La historia se inicia con el recetario de un chef famoso, Cristoforo di Messisbugo, que a finales del siglo XV y al servicio de su señor el duque Alfonso I d´Este, creó el caviar en conserva de aceite. El material, el esturión, lo tenía al alcance de la mano porque en la desembocadura del río Po convivían distintas especies de este bicho, desde el beluga hasta el esturión adriático. Al margen de salarse y comerse crudo, como lo hacemos ahora, la clásica fórmula plantea la posibilidad de darle un paso por el horno. El resultado, según el autor de El Padrino, era una suave mezcla del sabor tradicional unido a un toque de ahumado.
========
- [INSTRUCCIONES DE TAREA] Reproduce sin cambios el fragmento del texto sobre el caviar que empieza con las palabras que contienen "La historia se" y termina con "toque de ahumado.". Básate únicamente en el texto sobre el caviar.

(Entradas de datos almacenadas)
========
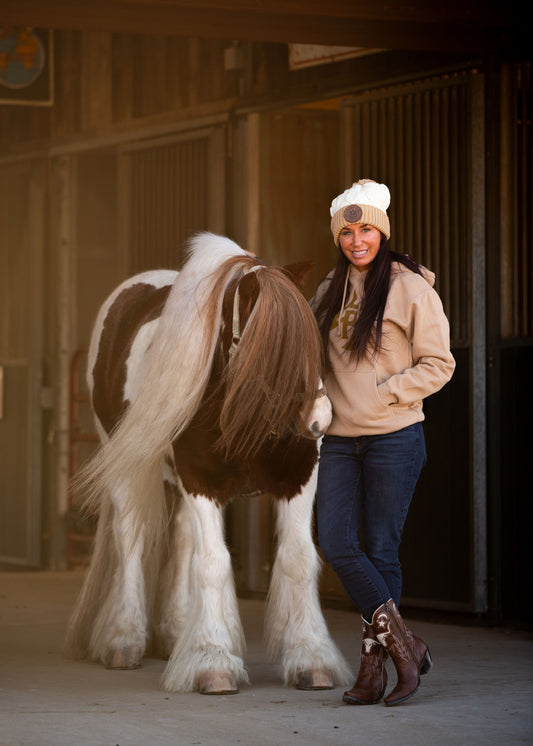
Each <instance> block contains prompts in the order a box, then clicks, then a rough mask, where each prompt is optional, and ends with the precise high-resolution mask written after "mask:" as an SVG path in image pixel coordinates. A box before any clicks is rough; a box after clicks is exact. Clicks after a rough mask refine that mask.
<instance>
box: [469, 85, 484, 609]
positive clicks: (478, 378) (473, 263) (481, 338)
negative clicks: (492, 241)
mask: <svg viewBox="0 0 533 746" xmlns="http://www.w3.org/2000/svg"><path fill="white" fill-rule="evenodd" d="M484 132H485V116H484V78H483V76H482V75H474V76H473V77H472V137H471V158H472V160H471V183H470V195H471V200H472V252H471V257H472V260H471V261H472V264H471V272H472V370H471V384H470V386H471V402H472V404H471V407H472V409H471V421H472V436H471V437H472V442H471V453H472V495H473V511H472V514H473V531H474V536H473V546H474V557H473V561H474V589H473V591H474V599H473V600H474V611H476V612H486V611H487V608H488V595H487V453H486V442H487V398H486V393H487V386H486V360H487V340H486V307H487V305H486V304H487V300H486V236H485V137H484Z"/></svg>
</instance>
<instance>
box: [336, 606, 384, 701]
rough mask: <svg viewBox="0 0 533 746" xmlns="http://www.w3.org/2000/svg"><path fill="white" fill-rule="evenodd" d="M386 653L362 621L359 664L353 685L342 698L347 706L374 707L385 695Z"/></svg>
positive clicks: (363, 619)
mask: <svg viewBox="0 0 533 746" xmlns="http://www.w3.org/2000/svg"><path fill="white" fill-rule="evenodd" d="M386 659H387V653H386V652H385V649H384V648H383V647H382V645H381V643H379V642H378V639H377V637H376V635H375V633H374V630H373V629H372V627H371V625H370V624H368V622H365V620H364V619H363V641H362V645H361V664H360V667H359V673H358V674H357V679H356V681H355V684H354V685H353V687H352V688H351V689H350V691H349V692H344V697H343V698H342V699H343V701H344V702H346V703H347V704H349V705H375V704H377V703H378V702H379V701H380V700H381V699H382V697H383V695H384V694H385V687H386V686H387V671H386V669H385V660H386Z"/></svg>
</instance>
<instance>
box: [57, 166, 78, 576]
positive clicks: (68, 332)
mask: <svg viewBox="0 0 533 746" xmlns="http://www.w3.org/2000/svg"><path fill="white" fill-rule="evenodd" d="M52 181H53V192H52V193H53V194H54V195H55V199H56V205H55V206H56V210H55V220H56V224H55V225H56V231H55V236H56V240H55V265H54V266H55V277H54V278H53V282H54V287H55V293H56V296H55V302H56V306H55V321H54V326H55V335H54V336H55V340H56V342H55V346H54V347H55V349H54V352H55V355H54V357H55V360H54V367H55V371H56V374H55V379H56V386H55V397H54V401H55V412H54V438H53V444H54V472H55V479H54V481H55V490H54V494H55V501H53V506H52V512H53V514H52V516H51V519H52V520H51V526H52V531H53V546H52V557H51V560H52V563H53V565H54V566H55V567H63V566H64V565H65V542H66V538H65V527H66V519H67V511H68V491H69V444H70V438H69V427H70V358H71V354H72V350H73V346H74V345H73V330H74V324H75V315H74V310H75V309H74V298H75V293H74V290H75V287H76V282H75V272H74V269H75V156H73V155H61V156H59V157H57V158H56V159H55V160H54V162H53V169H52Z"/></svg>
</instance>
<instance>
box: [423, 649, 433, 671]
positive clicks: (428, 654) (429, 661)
========
- [RESULTADO]
La historia se inicia con el recetario de un chef famoso, Cristoforo di Messisbugo, que a finales del siglo XV y al servicio de su señor el duque Alfonso I d´Este, creó el caviar en conserva de aceite. El material, el esturión, lo tenía al alcance de la mano porque en la desembocadura del río Po convivían distintas especies de este bicho, desde el beluga hasta el esturión adriático. Al margen de salarse y comerse crudo, como lo hacemos ahora, la clásica fórmula plantea la posibilidad de darle un paso por el horno. El resultado, según el autor de El Padrino, era una suave mezcla del sabor tradicional unido a un toque de ahumado.